What to do: All of the records must come back exactly as they were given.

[Stored data entries]
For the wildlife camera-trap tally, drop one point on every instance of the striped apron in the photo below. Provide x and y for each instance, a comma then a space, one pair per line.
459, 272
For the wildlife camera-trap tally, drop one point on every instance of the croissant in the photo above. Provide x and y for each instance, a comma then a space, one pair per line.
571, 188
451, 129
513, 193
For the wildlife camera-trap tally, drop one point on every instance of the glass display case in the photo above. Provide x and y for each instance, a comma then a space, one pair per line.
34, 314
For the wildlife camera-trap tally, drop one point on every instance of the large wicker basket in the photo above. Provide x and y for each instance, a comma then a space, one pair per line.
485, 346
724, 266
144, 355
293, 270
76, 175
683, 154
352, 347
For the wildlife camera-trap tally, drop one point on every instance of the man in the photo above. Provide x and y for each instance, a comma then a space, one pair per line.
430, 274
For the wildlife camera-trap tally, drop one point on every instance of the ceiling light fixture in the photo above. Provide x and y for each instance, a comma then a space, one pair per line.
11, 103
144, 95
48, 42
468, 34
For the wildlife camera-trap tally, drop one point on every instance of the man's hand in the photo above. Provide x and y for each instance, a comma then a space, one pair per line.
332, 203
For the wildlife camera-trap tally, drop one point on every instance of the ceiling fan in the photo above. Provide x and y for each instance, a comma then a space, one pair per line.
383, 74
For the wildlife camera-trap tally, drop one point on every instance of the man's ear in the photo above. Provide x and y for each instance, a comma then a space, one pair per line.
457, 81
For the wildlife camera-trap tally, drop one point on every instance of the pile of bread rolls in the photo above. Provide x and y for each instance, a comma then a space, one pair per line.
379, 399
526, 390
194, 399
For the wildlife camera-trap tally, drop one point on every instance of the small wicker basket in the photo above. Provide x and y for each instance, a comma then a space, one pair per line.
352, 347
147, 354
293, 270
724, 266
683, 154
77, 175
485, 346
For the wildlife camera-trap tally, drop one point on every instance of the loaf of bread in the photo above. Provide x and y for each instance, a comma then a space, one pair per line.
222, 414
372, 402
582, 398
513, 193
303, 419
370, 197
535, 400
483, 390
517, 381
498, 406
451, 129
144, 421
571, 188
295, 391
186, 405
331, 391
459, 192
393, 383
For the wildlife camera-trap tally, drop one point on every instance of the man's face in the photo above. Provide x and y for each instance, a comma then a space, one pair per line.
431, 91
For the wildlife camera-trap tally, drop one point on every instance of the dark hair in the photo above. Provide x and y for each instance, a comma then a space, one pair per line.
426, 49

Result of the exercise:
For the wildlife camera-trap tally, drop one point on every instance of the striped apron in the photo below. Provide x and y for each instance, a comma then a space, one pair per line.
459, 272
For the wildlife camera-trap tally, drop one point on every instance of the croissant in the photo above. Provide x and y for each instance, a comma then a space, one pair per line.
571, 188
451, 129
513, 193
For the wildlife camera-trap tally, drop one point on every instance of the glass display case in the photo above. Provide x and y for each instance, a comma then a space, one pair per line.
34, 314
For the wildlife camera-trap tally, drop one point on every instance of the large wicker basket in the photo above. Provide x and y for each instance, a comma then a space, one pair per line.
485, 346
724, 266
144, 355
293, 270
76, 175
683, 154
352, 347
For the wildlife camera-trap tally, drop one point on every instance of the man in the photo above. Provide x and y for each instance, a comma then a space, one pair per line.
430, 274
For the wildlife camera-trap tally, drop one point on every instance of the ceiling light fixture in the photo above. Provide x and y for each instance, a comma then a space, one pair per line.
11, 103
144, 95
48, 42
468, 34
For the wildlife camera-trap tally, drop one point on every instance of the man's hand in the photo above. Provide x and y for each instance, a comma then a space, one pair per line.
332, 203
For the wildlife camera-trap tally, drop one point on every instance of the ceiling fan in the photo above. Provide x and y for each instance, a comma then a space, one pair per line.
383, 74
For the wildlife camera-trap tally, drop one point on every instance of the man's ear in the photo above. Provide x and y for each instance, a comma then a space, one pair per line.
457, 81
For the wildlife camera-trap tally, drop one point on every instance of the pile of bread rolls in the photo above. Provide x and y for each instance, a comma then a space, one pair per line.
379, 399
526, 390
194, 399
For the wildlife camera-trap tally, drop one point on every instance of the small wicker basket in the photo above. Provide x and y for each instance, a comma then a space, one pair per line.
352, 347
147, 354
293, 270
724, 266
683, 154
77, 175
485, 346
For the wildlife camera-trap tally, drop one point on every instance of the loaf of bread in the photo above. Provide x and y for each instance, a comma then a space, one pair per line.
222, 414
372, 402
582, 398
513, 193
303, 419
370, 197
535, 400
483, 390
517, 381
498, 406
451, 129
144, 421
571, 188
295, 391
186, 405
331, 391
459, 192
393, 383
For the wildlife camera-trap tally, drop one point on every instance of the man's face in the photo above. Provide x and y for each instance, a comma then a space, one pair per line.
431, 91
For the wildlife camera-trap tally, drop one point on every instance of the dark hair in the photo above. Provide x and y for each instance, a comma then a space, one pair per line.
426, 49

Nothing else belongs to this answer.